**WORK INSTRUCTIONS**
From the Lee County text below, list every attraction it names as part of Cumberland Gap National Historical Park's offerings.

**PASSAGE SHOWN**

= = = = = = =

Blackwater is located in Lee County, Virginia.  Lee County was established in 1792.  The county seat is Jonesville, Virginia.  Lee County is composed of 437 square miles.  The 2000 U.S. Census recorded the population of Lee County as 23,431 residents.  Major highways in Lee County are US 421 and US 58. 

Major attractions in Lee County include the Wilderness Road State Park, Cumberland Gap National Historical Park, and the Daniel Boone Wilderness Trail.  Wilderness Road State Park includes a replica of Martin’s Station.  Although the replica fort is now located a few miles west of Rose Hill, Martin’s Station fort was originally located at the present site of Rose Hill. 

Wilderness Road State Park

The Wilderness Road State Park was purchased in 1993; the park is approximately 200 acres that lie astride the "Wilderness Road".  Wilderness Road was carved by Daniel Boone in 1775 to open American's first western frontier.  Most notable in the park are Martin's Station, a replica of a fort built nearby (at the present location of Rose Hill) in 1775 and the Karlan Mansion built in the 1870's.

Cumberland Gap National Historical Park

Part of Lee County is located within the Cumberland Gap National Historical Park.  The park is located where Virginia, Kentucky, and Tennessee meet.  Accordingly, portions of the park are in all three states.  The park is big (containing over 20,000 acres) and stunningly beautiful, offering numerous attractions.  These attractions include The Pinnacle Overlook, The Gap Cave, Hensley Settlement, Wilderness Road Campground, and almost 70 miles of hiking trails.  The Cumberland Gap is one of the most significant gaps or passes in the eastern United States.  It was in 1769 that Daniel Boone made his first of many passages through the Gap that would forever associate with his name.  By 1810, an estimated 300,000 people traveled, many of them on foot, through Cumberland Gap.




The Pinnacle Overlook

The Pinnacle Overlook is located inside the Cumberland Gap Historical Park.  This area above Cumberland Gap serves as a vantage point for visitors to view the magnificent Powell Valley.  Several states are visible from this point.  The Pinnacle Overlook may be closed during the winter due to ice and snow.  A paved road leads up the mountain and then an easy trail of about 200 yards goes out to the overlook.




The Gap Cave

(Formerly Cudjo's Caverns)

The Gap Cave is located inside the Cumberland Gap National Historical Park.  Park rangers provide guided tours to this eerie underworld of stalagmites.  The cavern was used by the Indians and later by Civil War soldiers for refuge.

= = = = = = =

(Photo object pointing records)
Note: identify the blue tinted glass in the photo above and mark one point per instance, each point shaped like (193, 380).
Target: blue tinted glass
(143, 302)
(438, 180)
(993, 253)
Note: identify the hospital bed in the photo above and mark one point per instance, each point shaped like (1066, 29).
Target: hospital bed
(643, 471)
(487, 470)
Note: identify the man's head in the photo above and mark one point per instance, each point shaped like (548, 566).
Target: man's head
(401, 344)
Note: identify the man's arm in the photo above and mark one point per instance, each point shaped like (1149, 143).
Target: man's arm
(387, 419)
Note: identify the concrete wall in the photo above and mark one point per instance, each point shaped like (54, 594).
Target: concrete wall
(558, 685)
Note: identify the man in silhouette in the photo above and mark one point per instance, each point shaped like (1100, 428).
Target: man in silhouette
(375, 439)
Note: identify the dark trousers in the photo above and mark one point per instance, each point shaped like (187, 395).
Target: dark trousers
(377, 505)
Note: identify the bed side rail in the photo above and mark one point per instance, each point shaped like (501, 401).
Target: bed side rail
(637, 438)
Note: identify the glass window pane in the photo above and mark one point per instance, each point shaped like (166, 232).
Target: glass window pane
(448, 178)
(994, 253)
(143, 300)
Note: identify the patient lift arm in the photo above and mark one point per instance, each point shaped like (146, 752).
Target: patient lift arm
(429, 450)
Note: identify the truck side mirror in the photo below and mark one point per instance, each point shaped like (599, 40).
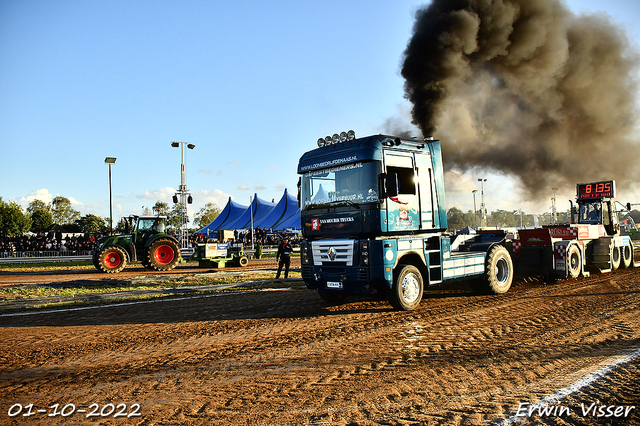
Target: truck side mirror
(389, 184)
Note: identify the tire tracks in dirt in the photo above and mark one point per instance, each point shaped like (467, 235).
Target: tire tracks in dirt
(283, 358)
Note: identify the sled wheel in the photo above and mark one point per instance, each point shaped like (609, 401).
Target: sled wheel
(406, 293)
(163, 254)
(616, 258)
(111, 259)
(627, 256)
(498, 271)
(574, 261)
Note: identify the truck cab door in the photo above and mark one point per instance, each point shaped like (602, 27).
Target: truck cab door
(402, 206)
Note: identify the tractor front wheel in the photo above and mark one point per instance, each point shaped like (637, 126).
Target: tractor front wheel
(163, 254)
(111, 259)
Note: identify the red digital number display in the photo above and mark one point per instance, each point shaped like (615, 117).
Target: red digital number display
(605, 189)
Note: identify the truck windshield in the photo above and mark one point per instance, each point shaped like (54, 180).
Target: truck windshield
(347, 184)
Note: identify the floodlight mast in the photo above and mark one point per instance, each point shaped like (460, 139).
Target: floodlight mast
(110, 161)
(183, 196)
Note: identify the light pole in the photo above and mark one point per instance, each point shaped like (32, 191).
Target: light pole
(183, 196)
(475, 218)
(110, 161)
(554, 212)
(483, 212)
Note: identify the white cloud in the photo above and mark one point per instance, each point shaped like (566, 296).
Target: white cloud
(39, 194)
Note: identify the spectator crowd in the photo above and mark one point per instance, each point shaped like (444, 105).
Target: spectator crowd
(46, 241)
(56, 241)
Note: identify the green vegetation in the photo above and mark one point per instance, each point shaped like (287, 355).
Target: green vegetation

= = = = = = =

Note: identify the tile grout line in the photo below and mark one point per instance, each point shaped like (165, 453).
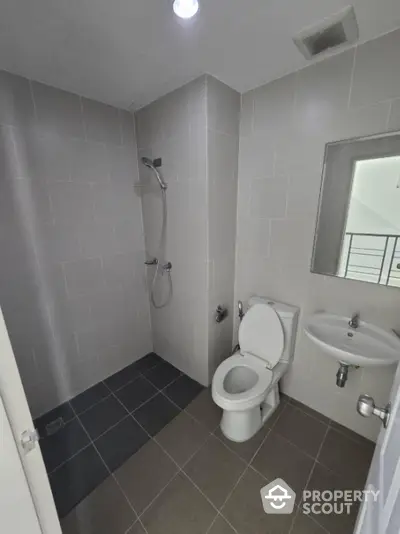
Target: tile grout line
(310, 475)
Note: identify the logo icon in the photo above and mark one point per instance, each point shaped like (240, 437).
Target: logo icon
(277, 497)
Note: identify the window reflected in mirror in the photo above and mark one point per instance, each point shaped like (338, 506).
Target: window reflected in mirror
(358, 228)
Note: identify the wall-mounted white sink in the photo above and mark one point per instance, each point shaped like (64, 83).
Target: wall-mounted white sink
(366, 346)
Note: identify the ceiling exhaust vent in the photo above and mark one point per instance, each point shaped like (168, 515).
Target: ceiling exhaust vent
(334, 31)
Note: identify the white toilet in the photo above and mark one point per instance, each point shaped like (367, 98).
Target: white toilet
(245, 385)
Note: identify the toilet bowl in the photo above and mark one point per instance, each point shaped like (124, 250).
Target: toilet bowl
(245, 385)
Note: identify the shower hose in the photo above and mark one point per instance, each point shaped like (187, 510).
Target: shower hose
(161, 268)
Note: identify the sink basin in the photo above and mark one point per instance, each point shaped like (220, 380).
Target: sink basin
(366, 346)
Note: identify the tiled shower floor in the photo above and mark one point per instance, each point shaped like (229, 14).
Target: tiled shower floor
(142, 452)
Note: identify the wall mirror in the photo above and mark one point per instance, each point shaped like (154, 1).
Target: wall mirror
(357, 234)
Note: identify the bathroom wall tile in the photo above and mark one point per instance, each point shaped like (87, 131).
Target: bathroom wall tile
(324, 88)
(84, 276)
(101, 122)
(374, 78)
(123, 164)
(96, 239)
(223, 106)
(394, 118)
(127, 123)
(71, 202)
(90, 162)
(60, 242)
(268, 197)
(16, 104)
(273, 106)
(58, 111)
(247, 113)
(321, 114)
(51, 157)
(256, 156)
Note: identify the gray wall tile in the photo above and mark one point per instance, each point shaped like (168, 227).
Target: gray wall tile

= = = = = = =

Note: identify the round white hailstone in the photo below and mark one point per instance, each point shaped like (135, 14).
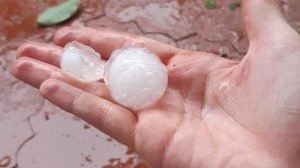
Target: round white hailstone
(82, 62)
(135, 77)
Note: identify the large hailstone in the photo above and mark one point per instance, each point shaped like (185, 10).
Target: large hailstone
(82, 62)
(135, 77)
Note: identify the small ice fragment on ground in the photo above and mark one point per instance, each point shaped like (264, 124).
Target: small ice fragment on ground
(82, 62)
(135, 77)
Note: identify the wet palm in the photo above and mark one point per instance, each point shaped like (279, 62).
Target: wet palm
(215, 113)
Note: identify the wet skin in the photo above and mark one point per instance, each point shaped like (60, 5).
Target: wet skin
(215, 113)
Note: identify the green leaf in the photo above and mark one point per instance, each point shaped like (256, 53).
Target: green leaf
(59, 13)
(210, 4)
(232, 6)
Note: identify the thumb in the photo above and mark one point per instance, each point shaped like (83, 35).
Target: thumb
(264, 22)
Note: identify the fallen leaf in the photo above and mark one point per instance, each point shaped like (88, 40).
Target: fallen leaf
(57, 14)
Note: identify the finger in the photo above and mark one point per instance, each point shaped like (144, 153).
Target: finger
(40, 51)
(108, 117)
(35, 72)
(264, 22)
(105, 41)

= = = = = = =

**TASK SOLUTION**
- The Pinnacle Overlook
- The Gap Cave
- Hensley Settlement
- Wilderness Road Campground
- Almost 70 miles of hiking trails